Compiti:
1. Aggiorna il brano del testo citato compreso tra "So che tali" e "di alcune valutazioni.", estremi inclusi, riscrivendolo con "appoggio" al posto di "sostegno".
2. Secondo il testo citato, di quali organizzazioni era membro attivo il padre dell'autore prima di fuggire dai nazisti?

Testo citato:
○ ○ ○ ○ ○ ○ ○

Haaretz. Di David Rothkopf.
Bloccami. Non lasciarmi entrare in Israele. Sono ebreo. Tre
decine di miei parenti sono morti nell’Olocausto. Mio padre, prima che
fuggisse dai nazisti, era un membro attivo delle organizzazioni
giovanili sioniste. Con quello che credevo fosse il “diritto al ritorno”
israeliano, avevo l’impressione di avere un invito permanente a
visitare o anche di trasferirmi in Israele ogni volta che io volessi.
Ma
a quanto pare, le idee e gli ideali che stanno alla base sia del
diritto al ritorno che dello Stato d’Israele stanno subendo una
reinterpretazione.
Il
voto del Knesset lo scorso marzo per vietare l’ingresso di coloro che
sono coinvolti nei boicottaggi contro Israele e la decisione della
settimana scorsa da parte del ministero degli Affari strategici di
inserire nella lista nera i leader di 20 organizzazioni straniere che si
ritiene supportino tali boicottaggi suggeriscono che, di fatto, i
diritti ed i valori alla base della democrazia stessa sono stati
revocati nel paese.
So che tali diritti non esistevano per milioni di palestinesi.
Ho vissuto tutta la mia vita da adulto profondamente turbato da questo
fatto. I palestinesi meritano pienamente uno stato tutto loro e,
certamente, avere uno stato non è solo loro diritto, ma è anche nel
migliore interesse della sicurezza d’Israele.
Ma ho deciso di mantenere il mio sostegno allo Stato di Israele sulla base di alcune valutazioni.

○ ○ ○ ○ ○ ○ ○

Voci:

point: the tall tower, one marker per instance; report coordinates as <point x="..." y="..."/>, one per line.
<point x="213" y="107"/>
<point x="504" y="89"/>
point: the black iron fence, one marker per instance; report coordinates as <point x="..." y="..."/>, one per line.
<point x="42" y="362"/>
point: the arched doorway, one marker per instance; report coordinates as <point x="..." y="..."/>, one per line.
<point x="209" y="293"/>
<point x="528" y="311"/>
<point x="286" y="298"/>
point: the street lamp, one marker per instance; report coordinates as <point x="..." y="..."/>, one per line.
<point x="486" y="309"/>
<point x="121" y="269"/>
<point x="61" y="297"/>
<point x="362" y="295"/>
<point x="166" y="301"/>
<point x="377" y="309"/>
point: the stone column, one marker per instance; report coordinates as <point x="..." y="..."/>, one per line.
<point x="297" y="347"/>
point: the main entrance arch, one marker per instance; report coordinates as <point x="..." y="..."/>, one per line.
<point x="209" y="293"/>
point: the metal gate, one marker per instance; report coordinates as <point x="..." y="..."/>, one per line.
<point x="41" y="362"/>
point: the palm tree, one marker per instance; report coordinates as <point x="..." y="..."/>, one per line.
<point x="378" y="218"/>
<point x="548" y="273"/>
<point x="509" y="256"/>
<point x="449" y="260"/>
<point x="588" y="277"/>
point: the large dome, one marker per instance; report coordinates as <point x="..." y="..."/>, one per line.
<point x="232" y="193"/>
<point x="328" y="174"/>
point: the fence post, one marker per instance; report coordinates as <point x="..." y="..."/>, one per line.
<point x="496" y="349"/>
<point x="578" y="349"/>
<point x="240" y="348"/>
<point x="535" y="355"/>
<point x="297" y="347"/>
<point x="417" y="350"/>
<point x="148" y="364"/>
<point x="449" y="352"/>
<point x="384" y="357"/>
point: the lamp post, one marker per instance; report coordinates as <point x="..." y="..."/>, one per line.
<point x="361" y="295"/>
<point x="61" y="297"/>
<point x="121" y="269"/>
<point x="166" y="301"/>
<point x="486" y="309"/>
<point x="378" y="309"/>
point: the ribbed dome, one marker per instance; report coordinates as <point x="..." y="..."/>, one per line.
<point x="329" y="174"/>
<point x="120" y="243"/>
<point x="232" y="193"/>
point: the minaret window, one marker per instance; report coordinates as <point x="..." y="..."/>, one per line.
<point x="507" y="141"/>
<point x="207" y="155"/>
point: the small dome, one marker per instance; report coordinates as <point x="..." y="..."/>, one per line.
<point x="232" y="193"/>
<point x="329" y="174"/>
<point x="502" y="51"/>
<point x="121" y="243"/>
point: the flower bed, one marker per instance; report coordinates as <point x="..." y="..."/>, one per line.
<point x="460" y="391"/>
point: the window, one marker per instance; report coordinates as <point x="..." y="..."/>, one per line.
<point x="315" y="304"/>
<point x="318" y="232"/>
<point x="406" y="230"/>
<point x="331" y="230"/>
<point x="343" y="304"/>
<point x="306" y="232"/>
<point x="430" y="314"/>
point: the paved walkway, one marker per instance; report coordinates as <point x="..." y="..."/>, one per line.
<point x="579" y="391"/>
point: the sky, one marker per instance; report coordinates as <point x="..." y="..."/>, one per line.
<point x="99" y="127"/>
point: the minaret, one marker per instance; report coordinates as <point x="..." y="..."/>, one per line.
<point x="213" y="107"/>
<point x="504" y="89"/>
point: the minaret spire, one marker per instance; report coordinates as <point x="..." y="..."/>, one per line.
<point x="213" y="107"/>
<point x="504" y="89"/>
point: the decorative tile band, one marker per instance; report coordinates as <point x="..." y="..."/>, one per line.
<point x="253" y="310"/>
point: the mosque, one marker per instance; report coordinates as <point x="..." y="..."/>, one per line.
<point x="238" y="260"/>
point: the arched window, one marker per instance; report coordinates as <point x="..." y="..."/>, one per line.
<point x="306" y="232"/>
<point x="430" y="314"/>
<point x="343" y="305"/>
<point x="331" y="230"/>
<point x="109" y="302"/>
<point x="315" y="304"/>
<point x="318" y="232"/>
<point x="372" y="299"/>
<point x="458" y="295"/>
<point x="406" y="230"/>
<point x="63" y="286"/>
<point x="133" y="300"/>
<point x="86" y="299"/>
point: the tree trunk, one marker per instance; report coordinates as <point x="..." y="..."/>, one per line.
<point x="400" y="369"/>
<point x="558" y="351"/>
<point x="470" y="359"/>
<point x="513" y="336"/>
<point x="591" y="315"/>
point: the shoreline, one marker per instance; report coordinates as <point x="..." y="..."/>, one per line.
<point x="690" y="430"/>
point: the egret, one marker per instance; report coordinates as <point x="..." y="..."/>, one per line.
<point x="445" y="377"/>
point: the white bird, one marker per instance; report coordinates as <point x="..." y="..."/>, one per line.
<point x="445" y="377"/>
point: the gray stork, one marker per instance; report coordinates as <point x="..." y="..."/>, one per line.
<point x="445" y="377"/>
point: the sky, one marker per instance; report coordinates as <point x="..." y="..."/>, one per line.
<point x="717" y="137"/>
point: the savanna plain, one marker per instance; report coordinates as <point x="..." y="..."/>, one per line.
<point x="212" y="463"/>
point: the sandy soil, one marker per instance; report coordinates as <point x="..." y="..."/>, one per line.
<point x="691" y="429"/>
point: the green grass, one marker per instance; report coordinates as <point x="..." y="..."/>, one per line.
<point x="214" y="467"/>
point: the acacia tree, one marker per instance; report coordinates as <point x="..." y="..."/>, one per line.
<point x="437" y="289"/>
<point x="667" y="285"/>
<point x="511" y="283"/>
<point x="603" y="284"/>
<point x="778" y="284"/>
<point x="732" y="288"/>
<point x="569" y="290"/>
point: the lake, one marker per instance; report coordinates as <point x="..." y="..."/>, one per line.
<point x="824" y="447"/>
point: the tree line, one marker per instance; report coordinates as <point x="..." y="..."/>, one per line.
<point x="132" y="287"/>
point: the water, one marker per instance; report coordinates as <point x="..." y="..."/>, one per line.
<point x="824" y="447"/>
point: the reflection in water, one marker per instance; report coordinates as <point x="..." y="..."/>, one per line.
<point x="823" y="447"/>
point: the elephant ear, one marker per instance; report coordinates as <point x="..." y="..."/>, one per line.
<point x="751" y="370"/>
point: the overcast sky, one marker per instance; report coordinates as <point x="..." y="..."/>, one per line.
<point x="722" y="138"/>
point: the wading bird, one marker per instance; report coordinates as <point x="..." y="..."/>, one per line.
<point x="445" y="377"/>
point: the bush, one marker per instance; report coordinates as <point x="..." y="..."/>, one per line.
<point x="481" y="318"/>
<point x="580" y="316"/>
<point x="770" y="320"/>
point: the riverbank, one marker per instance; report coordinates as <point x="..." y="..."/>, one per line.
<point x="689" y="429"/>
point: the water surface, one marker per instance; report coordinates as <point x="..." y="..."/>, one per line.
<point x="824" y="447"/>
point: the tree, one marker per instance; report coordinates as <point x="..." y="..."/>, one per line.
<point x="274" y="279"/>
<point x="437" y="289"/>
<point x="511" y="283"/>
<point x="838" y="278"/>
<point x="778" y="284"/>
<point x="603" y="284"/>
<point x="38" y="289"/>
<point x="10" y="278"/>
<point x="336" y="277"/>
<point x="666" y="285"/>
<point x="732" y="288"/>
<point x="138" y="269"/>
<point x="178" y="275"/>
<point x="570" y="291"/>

○ ○ ○ ○ ○ ○ ○

Risposte fornite:
1.
So che tali diritti non esistevano per milioni di palestinesi.
Ho vissuto tutta la mia vita da adulto profondamente turbato da questo
fatto. I palestinesi meritano pienamente uno stato tutto loro e,
certamente, avere uno stato non è solo loro diritto, ma è anche nel
migliore interesse della sicurezza d’Israele.
Ma ho deciso di mantenere il mio appoggio allo Stato di Israele sulla base di alcune valutazioni.

2. Delle organizzazioni giovanili sioniste.